• EXTRACT TO READ:
■ ■ ■

This is because there are two real ways, at least theoretically, to travel into the future. Before exploring them, it is important to understand a principle related to the limits of the speed of light.
What Happens When You Travel Near the Speed of Light?
To understand how strange the speed of light is, consider this analogy. If you are on a train moving at 100 miles per hour and you throw a ball at 10 miles per hour, the ball would actually move at 110 miles per hour to an outside observer. The speed of light, however, is the same for everyone. No matter how fast a spaceship is moving, light always travels at 299,792 kilometers per second.

For this to hold true in the physics of the universe, something has to adjust. Distance and time are what change depending on the observer's speed.
This means that if a spaceship were hypothetically traveling close to the speed of light, the space in the direction it moves would contract, causing less time to pass for those on the ship compared to an observer on Earth. Meanwhile, someone on Earth would see time on the ship passing more slowly.

■ ■ ■

• TASK DATA:
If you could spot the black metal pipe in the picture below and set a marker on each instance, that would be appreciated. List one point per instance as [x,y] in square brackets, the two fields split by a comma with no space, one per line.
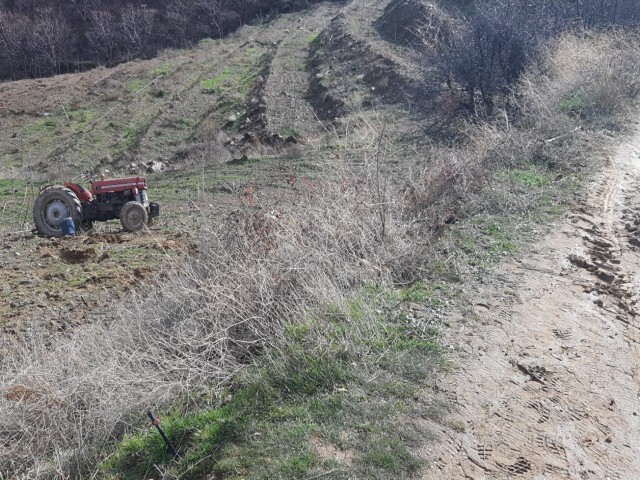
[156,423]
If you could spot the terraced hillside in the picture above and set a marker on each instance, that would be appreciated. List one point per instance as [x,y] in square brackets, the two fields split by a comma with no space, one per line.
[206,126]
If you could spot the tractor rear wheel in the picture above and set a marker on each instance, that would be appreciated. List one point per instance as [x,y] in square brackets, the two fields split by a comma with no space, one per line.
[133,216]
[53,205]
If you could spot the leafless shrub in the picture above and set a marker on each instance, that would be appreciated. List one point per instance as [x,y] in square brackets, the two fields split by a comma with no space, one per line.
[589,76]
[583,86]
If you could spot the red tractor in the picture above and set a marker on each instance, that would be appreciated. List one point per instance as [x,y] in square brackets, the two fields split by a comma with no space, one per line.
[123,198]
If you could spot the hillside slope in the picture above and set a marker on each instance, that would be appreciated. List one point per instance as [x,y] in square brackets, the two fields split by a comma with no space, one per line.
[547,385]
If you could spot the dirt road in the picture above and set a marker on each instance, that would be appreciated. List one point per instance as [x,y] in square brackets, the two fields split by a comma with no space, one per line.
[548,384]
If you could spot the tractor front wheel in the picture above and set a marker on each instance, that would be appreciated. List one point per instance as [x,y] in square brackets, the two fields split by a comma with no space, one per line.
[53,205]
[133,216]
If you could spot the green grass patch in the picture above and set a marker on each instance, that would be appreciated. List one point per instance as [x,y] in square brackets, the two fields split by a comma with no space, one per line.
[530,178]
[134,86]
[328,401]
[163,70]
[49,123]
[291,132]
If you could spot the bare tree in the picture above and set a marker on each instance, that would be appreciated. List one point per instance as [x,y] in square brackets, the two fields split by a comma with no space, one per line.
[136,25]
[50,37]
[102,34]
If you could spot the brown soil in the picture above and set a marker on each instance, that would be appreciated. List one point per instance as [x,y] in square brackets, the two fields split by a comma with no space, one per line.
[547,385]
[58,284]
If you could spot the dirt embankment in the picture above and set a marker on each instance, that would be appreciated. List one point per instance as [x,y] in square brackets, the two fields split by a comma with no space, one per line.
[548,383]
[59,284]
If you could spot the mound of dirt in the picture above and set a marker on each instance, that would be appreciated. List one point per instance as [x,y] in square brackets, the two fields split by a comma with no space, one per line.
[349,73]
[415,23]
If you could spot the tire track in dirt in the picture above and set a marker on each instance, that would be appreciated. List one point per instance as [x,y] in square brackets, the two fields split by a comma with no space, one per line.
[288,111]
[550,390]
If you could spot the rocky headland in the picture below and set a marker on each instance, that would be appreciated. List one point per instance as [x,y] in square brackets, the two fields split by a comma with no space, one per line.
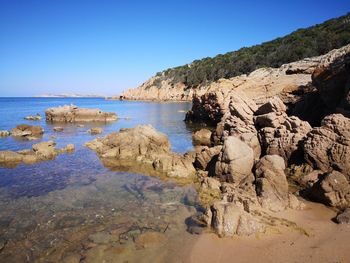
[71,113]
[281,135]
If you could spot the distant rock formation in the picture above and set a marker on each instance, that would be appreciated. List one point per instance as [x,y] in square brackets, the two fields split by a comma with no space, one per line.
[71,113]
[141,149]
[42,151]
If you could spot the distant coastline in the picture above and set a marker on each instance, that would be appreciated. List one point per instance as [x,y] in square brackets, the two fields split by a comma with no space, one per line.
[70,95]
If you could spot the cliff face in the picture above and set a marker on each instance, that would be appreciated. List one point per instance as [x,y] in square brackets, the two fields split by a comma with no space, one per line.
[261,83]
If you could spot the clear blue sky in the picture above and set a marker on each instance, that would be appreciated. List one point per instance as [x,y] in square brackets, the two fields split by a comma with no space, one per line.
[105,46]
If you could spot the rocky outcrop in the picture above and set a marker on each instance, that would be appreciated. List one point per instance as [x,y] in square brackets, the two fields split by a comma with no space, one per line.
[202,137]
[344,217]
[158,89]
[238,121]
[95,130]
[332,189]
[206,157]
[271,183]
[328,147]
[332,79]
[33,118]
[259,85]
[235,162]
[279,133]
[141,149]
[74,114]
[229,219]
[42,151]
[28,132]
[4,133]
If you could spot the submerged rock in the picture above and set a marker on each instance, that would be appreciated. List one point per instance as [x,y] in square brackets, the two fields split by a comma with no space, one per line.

■ ■ ■

• STATED EXERCISE A: How many lines in the rows above contain the word "coastline"? Case counts. Reply with the number only.
• STATED EXERCISE B: Pick up the piece on travel near the speed of light where it stops and write what follows.

• WRITTEN ANSWER A: 1

• WRITTEN ANSWER B:
The strange part is that once the hypothetical astronaut returns to Earth, there could be a difference of decades, even though for them only a few months or years may have passed.

You have probably read or heard about the twin paradox. It is another analogy for understanding what could happen if a traveler moves through space at near-light speeds and then returns to Earth.
To keep it simple, just remember that speeds and distances are relative. In the universe, space and time can be measured differently depending on how fast an object is moving.
How Do We Know Traveling to the Future Is Possible?
We do not actually need to accelerate a spaceship to relativistic speeds, because this happens right here on Earth. For example, GPS satellites need to adjust their clocks. Interestingly, they experience two effects. Their speed, over 25,000 kilometers per hour, and Earth's gravity both influence time.
Speed alone would make their clocks run slower, but since they are less affected by gravity, their clocks actually run faster. They must be adjusted by about 38 microseconds per day to maintain accuracy.
You Are Traveling to the Future
When you run, you are already experiencing time dilation compared to a stationary observer. It is just not noticeable because it only becomes significant at extremely high speeds, close to the speed of light.
Black Holes

Black holes are among the strangest events in the universe. They form when a massive star collapses under its own gravity. Fortunately, our Sun will never become a black hole. It would need to have between 20 and 25 solar masses to have that terrifying potential.
How Could a Black Hole Enable Time Travel?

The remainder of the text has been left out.